**TEXTE EXTRAIT**

Bulletin d’information, 8 juin 2010 [1].
La commune autonome de San Juan Copala fait connaître sa position sur ce qui s’est passé aujourd’hui pour la caravane humanitaire « Bety Cariño et Jyri Jaakkola ».
Aujourd’hui 8 juin, la caravane humanitaire « Bety Cariño et Jyri Jaakkola » s’est vue dans l’obligation de ne pas entrer à San Juan de Copala et de laisser les plus de trente tonnes de vivres et d’aide humanitaire qu’elle voulait y livrer parce que les gouvernements de l’État et de la Fédération, en complicité avec ce groupe de criminels qui maintient le siège paramilitaire autour de San Juan Copala, ont décidé de dresser un nouvel encerclement pour empêcher la mission d’atteindre son objectif.
Et, un peu plus loin :
La décision de la coordination de la caravane, composée de compañeros qui font partie des autorités de notre Commune autonome, a été d’avancer un peu plus loin que la communauté d’Agua Fria Copala, et d’analyser les conditions de sécurité à partir de là, car depuis Juxtlahuaca, la police et la ministre de la Justice de l’État (d’Oaxaca) nous avaient fait savoir qu’elles déclinaient toute responsabilité s’il se passait quelque chose et que ce serait de la responsabilité de la Caravane et de ceux qui y appelaient.

**CONSIGNE DE L'EXERCICE**
Restituez mot pour mot, dans le bulletin sur la caravane humanitaire, tout ce qui va de « Aujourd’hui 8 juin, la » jusqu'à « d’atteindre son objectif. ».

**DONNÉES FOURNIES**
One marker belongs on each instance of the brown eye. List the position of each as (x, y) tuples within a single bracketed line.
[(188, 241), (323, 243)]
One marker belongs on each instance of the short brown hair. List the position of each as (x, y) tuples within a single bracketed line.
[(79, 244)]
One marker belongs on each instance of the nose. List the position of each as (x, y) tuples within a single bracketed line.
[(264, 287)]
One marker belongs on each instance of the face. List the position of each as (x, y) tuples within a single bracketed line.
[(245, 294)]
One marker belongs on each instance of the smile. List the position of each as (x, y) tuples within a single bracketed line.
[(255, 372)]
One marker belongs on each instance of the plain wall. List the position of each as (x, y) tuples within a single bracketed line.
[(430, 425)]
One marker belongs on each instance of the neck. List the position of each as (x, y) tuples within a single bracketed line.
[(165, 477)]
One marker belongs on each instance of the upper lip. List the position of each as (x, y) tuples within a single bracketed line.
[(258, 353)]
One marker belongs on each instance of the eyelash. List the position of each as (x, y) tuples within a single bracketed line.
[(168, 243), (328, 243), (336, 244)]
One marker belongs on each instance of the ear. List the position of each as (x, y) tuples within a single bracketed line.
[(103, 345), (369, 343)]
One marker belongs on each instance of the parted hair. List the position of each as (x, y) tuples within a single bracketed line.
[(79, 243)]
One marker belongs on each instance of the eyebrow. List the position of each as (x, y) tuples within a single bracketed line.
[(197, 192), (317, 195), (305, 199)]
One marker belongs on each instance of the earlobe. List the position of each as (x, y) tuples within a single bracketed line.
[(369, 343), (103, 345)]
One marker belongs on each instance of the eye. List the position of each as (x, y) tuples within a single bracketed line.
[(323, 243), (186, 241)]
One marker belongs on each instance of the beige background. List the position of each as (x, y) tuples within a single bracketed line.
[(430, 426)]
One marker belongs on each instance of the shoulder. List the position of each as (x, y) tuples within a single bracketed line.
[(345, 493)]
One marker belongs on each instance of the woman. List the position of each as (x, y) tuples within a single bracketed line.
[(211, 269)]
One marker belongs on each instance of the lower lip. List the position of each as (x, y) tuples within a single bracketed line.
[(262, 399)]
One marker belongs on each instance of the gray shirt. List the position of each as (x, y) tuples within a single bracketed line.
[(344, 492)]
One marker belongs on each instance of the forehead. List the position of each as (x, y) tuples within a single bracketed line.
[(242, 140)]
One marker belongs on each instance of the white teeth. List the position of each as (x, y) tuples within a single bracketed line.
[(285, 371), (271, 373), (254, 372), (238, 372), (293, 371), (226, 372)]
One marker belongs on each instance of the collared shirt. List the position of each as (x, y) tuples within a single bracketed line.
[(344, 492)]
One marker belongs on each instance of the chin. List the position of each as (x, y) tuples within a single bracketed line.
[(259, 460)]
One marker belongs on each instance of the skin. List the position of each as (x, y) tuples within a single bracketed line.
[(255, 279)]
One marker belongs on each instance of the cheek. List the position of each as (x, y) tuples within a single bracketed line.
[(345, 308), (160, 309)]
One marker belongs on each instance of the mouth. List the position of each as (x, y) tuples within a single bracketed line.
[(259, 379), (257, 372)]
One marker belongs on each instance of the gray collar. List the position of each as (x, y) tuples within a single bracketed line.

* * *

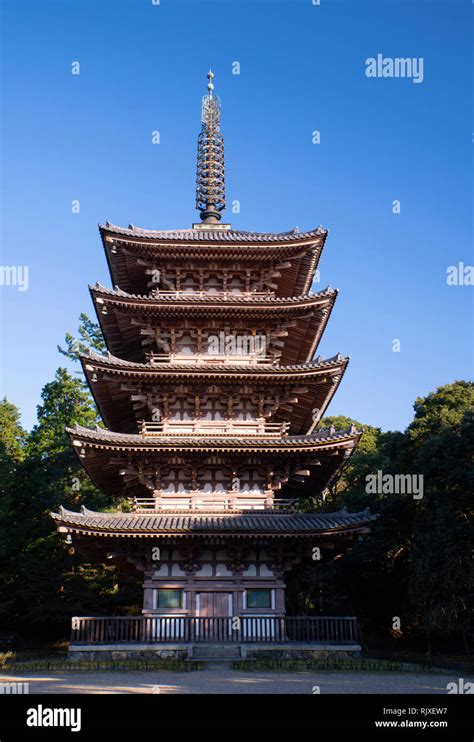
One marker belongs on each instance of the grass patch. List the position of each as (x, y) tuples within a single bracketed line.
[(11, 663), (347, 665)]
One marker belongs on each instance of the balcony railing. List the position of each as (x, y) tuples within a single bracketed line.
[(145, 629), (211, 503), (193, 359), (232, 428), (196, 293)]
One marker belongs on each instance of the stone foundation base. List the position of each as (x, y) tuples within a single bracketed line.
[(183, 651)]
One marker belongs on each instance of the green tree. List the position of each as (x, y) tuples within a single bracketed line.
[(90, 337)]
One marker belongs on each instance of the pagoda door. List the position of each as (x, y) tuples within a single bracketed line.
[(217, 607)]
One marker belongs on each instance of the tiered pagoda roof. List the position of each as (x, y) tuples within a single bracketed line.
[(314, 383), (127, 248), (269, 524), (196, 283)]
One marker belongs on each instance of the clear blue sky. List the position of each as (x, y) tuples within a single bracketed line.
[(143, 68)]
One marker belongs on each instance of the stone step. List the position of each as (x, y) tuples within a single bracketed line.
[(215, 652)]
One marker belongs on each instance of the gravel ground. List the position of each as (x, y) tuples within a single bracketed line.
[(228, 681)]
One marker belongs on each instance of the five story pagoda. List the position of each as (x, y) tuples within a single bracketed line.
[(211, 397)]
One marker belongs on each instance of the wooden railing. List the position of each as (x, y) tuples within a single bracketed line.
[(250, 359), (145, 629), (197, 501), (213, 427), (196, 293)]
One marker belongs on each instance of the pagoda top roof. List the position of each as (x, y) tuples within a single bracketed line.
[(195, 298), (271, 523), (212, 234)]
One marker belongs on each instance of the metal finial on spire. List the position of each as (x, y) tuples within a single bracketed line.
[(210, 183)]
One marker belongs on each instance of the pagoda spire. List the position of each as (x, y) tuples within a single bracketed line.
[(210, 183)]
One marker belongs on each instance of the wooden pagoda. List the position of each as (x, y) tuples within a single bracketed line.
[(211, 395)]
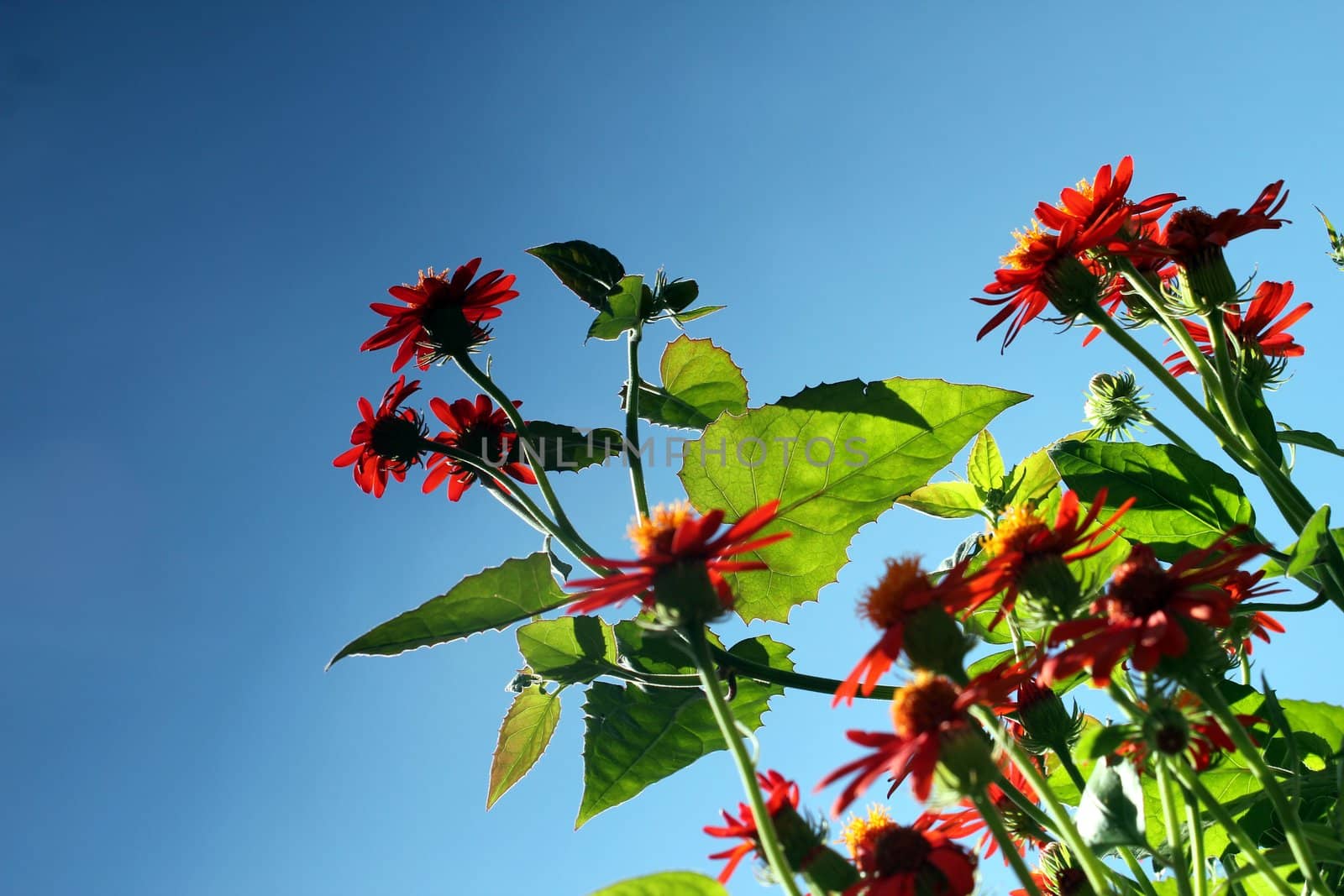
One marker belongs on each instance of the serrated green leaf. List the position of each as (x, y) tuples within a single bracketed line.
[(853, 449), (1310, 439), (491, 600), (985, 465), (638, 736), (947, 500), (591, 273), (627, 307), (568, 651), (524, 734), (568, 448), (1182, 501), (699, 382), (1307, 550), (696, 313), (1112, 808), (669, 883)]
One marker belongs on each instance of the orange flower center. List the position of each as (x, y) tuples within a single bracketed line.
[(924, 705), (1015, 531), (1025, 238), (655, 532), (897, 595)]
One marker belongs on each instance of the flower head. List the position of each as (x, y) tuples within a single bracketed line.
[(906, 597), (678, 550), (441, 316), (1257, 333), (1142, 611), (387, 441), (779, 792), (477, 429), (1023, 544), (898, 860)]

**CORRIGÉ DE L'EXERCICE**
Aujourd’hui 8 juin, la caravane humanitaire « Bety Cariño et Jyri Jaakkola » s’est vue dans l’obligation de ne pas entrer à San Juan de Copala et de laisser les plus de trente tonnes de vivres et d’aide humanitaire qu’elle voulait y livrer parce que les gouvernements de l’État et de la Fédération, en complicité avec ce groupe de criminels qui maintient le siège paramilitaire autour de San Juan Copala, ont décidé de dresser un nouvel encerclement pour empêcher la mission d’atteindre son objectif.